_Your goal_:
Please report every line in the material below that contains the word "spring", copying each such line in full.
--- Begin Source data ---
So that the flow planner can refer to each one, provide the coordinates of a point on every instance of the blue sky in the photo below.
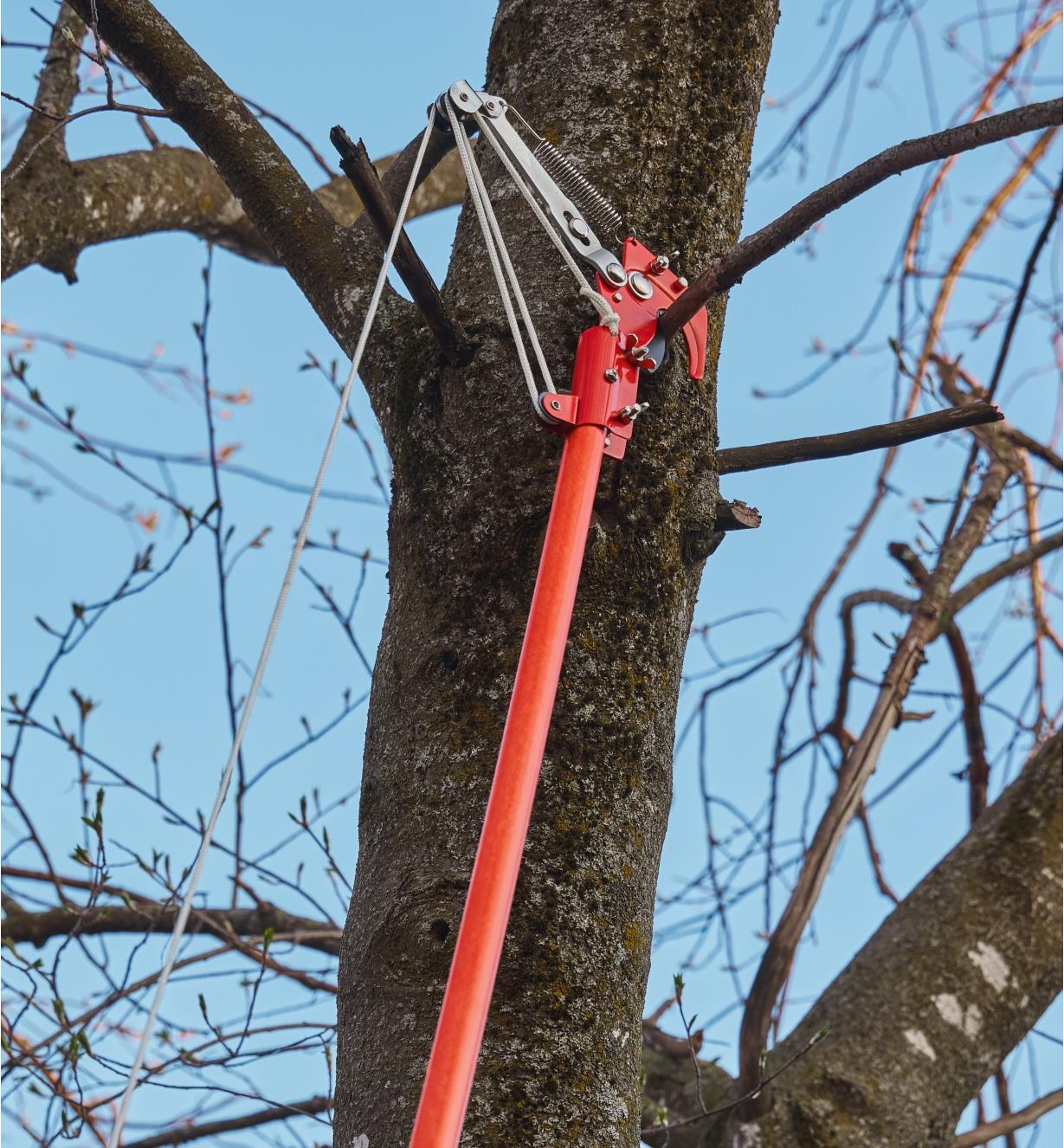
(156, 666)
--- End Source data ---
--- Begin Source data ---
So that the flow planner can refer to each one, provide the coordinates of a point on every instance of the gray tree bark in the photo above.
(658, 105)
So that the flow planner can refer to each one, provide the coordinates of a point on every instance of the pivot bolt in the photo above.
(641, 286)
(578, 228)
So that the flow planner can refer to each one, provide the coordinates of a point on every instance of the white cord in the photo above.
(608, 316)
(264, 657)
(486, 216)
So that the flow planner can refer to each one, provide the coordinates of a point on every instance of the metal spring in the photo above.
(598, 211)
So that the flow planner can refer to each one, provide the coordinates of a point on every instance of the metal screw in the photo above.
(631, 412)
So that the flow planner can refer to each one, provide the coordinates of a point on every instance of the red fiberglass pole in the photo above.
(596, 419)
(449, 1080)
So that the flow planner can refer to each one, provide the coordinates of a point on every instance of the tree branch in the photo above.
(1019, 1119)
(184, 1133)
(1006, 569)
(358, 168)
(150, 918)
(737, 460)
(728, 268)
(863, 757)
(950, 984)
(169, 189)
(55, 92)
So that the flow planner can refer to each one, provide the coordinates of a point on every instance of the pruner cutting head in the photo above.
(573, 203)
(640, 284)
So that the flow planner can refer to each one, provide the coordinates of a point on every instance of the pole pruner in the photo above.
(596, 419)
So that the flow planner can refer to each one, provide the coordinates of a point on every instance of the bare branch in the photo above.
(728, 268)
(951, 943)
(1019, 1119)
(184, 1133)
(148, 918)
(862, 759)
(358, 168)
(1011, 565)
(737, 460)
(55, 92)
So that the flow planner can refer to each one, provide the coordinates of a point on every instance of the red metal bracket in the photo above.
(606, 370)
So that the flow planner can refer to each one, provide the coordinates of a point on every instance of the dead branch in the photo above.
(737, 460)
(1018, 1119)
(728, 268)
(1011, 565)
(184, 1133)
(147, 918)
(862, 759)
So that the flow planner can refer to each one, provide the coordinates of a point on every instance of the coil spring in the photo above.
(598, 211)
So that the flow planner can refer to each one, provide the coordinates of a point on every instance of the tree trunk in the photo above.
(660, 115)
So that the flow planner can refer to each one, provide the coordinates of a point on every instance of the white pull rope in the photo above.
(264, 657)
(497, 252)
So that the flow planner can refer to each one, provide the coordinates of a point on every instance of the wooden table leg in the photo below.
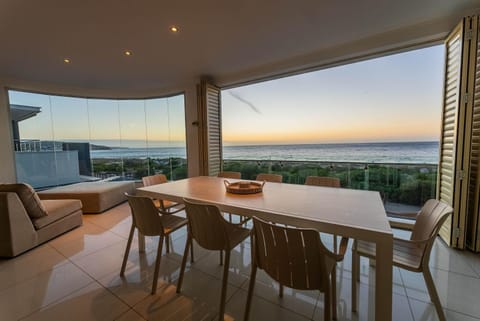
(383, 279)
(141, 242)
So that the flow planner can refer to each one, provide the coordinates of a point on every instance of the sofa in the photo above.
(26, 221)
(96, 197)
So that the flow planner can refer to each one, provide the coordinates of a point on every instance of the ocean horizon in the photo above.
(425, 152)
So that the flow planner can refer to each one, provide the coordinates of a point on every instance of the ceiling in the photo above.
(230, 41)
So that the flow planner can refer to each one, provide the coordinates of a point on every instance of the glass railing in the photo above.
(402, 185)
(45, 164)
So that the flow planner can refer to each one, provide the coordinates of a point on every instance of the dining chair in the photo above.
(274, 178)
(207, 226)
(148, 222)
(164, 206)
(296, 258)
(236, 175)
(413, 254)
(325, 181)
--- End Source data ---
_The reply_:
So that the flow planner can refer to each one, provide the coordinates of a point on every instance of the metal spring in the photo above.
So that the flow planner can refer to each one, provide the coordinates of a point on every instance of the coil spring in the photo above.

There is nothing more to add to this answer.